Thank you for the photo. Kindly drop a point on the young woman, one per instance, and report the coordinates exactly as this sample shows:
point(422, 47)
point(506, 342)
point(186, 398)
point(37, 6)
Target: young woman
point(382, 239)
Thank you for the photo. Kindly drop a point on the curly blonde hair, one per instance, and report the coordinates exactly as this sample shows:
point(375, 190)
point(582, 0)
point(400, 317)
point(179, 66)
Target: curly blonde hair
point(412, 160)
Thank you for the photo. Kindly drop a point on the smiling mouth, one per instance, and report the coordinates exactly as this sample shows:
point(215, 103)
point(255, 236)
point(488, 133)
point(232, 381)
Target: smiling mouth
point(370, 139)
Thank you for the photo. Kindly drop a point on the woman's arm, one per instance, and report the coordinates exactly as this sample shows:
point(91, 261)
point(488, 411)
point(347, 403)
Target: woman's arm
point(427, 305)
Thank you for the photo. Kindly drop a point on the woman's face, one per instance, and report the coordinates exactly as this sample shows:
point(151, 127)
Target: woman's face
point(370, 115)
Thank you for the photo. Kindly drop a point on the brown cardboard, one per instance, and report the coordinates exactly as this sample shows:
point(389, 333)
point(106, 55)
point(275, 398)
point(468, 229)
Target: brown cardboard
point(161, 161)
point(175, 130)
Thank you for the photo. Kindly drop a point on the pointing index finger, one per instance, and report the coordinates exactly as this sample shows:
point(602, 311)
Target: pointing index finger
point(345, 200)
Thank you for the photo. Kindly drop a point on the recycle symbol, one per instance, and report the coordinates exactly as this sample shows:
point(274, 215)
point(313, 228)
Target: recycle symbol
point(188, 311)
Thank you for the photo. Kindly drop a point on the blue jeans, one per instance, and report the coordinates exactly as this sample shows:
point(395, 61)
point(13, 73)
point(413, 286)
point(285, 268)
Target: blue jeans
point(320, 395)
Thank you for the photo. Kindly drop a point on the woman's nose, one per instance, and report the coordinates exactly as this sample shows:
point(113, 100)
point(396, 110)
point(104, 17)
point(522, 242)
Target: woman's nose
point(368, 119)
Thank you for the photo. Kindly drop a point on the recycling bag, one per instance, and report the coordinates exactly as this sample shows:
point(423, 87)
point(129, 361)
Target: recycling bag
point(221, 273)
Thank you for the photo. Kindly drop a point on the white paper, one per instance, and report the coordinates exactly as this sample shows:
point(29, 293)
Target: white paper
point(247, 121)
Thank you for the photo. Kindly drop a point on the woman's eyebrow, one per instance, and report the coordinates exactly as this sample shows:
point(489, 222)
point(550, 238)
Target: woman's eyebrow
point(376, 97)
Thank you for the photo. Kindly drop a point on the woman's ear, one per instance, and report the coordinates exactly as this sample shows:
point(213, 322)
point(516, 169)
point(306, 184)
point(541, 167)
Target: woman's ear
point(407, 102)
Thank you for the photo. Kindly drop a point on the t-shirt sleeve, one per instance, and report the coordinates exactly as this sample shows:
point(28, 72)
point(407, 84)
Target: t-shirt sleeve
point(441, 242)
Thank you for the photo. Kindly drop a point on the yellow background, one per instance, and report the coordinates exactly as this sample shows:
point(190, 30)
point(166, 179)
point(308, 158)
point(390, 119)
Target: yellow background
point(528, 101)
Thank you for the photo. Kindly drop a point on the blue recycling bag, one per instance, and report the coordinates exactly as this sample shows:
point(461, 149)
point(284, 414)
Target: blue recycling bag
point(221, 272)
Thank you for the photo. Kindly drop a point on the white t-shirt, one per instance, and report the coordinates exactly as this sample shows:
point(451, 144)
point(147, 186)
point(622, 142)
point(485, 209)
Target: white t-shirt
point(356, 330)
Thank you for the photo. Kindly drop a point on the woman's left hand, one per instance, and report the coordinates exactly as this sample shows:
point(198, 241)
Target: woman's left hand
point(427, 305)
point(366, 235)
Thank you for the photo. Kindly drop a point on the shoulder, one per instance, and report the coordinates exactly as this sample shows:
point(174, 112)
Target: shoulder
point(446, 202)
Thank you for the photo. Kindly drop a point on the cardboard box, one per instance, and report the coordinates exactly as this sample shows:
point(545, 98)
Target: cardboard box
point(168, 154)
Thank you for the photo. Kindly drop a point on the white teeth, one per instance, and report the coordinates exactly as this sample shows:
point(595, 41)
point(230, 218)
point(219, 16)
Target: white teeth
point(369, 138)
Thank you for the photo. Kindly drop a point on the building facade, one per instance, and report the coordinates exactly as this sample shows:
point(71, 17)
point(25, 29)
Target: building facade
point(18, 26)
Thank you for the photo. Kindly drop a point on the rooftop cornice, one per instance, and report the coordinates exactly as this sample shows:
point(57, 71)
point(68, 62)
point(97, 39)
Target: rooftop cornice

· · · ·

=== Task goal ===
Output all preceding records character for character.

=== Exercise result ===
Thank you for the photo. Kindly drop a point on the young woman, one per instance, and report the coordinates exactly as this sample shows:
point(422, 47)
point(506, 342)
point(186, 398)
point(37, 6)
Target: young woman
point(382, 239)
Thank you for the photo. Kindly drop a point on the curly blonde hair, one per instance, and report the coordinates exactly as this sample shows:
point(375, 190)
point(582, 0)
point(400, 317)
point(179, 66)
Target: curly blonde hair
point(412, 160)
Thank you for the photo. Kindly drop a point on the smiling mouth, one per instance, and report the coordinates exactly as this sample shows:
point(215, 103)
point(255, 236)
point(488, 133)
point(232, 381)
Target: smiling mouth
point(370, 139)
Thank you for the photo. Kindly drop a point on the woman's arm, one per instance, and report the coordinates exactly as this sample shows:
point(91, 261)
point(488, 411)
point(347, 403)
Target: woman's arm
point(427, 305)
Thank you for the photo. Kindly drop a point on the woman's face, one per instance, and report the coordinates exactly as this sample shows:
point(151, 127)
Target: woman's face
point(370, 115)
Thank you for the photo. Kindly drop a point on the brown cardboard, one per instance, and report the coordinates exactly as this sample shows:
point(389, 333)
point(106, 55)
point(275, 398)
point(468, 229)
Target: brown cardboard
point(161, 161)
point(175, 130)
Thank you for the photo. Kindly drop a point on the pointing index finger, one per instance, and report the coordinates exactly as this sample shows:
point(602, 311)
Target: pointing index finger
point(345, 200)
Thank you for the photo. Kindly drop a point on the recycle symbol, one per instance, and report the coordinates exactly as this sample shows:
point(274, 215)
point(313, 228)
Target: recycle symbol
point(188, 311)
Thank you for the photo. Kindly drop a point on the blue jeans, one per instance, and report the coordinates exactly as this sample shows:
point(395, 61)
point(13, 73)
point(413, 286)
point(285, 268)
Target: blue jeans
point(320, 395)
Thank you for the photo. Kindly drop a point on the woman's nose, one per instance, and report the coordinates exactly as this sample shows:
point(113, 100)
point(396, 110)
point(104, 17)
point(522, 242)
Target: woman's nose
point(368, 119)
Thank you for the photo. Kindly drop a point on the recycling bag, one per instance, and report the coordinates exactly as this sample shows:
point(423, 87)
point(129, 361)
Target: recycling bag
point(221, 273)
Thank you for the photo. Kindly drop a point on the white paper, one per instance, and report the coordinates exactly as this sample shows:
point(29, 293)
Target: white paper
point(247, 121)
Thank you for the photo. Kindly drop a point on the woman's eyebrow, one per instance, and report the coordinates exactly as this sample shows:
point(489, 222)
point(550, 238)
Target: woman's eyebrow
point(376, 97)
Thank you for the photo. Kindly drop a point on the woman's ear, one per instance, and report the coordinates exactly as this sample shows:
point(213, 322)
point(516, 169)
point(306, 184)
point(541, 167)
Target: woman's ear
point(407, 102)
Thank you for the photo. Kindly drop a point on the t-shirt sleeve, one per instance, and report the coordinates exactly as this sample shows:
point(28, 72)
point(407, 84)
Target: t-shirt sleeve
point(441, 242)
Thank you for the photo. Kindly drop a point on the yellow background, one per instance, and report the coordinates exactly as this sample shows:
point(190, 30)
point(166, 179)
point(308, 158)
point(390, 119)
Target: yellow background
point(528, 101)
Thank you for the photo. Kindly drop a point on the blue recycling bag, one per instance, and report the coordinates exactly as this sample shows:
point(461, 149)
point(284, 414)
Target: blue recycling bag
point(221, 272)
Thank you for the photo. Kindly drop a point on the white t-shirt, one per instance, and report the coordinates exactly as this sample shows:
point(451, 144)
point(147, 186)
point(622, 142)
point(485, 209)
Target: white t-shirt
point(356, 330)
Thank you for the photo. Kindly drop a point on the woman's left hand, one per instance, and report the coordinates exactly as this sample shows:
point(198, 241)
Target: woman's left hand
point(427, 305)
point(366, 235)
Thank you for the photo. Kindly drop a point on the shoulder, one per instance, and report the coordinates exactly as this sample shows:
point(174, 112)
Target: shoulder
point(446, 202)
Thank you for the photo. Kindly drop a point on the cardboard box, one per instance, and report the coordinates exactly as this sample shows:
point(545, 98)
Target: cardboard box
point(168, 154)
Thank you for the photo. Kindly drop a point on the white teeth, one per instance, and report the coordinates exactly as this sample shows:
point(595, 41)
point(230, 218)
point(219, 16)
Target: white teeth
point(369, 138)
Thank you for the photo. Kindly drop a point on the building facade, one per instance, and report the coordinates exactly as this sample shows:
point(71, 17)
point(25, 29)
Target: building facade
point(18, 26)
Thank you for the photo. Kindly drop a point on the rooftop cornice, one per instance, and report the coordinates exactly as this sample shows:
point(57, 71)
point(68, 62)
point(97, 39)
Target: rooftop cornice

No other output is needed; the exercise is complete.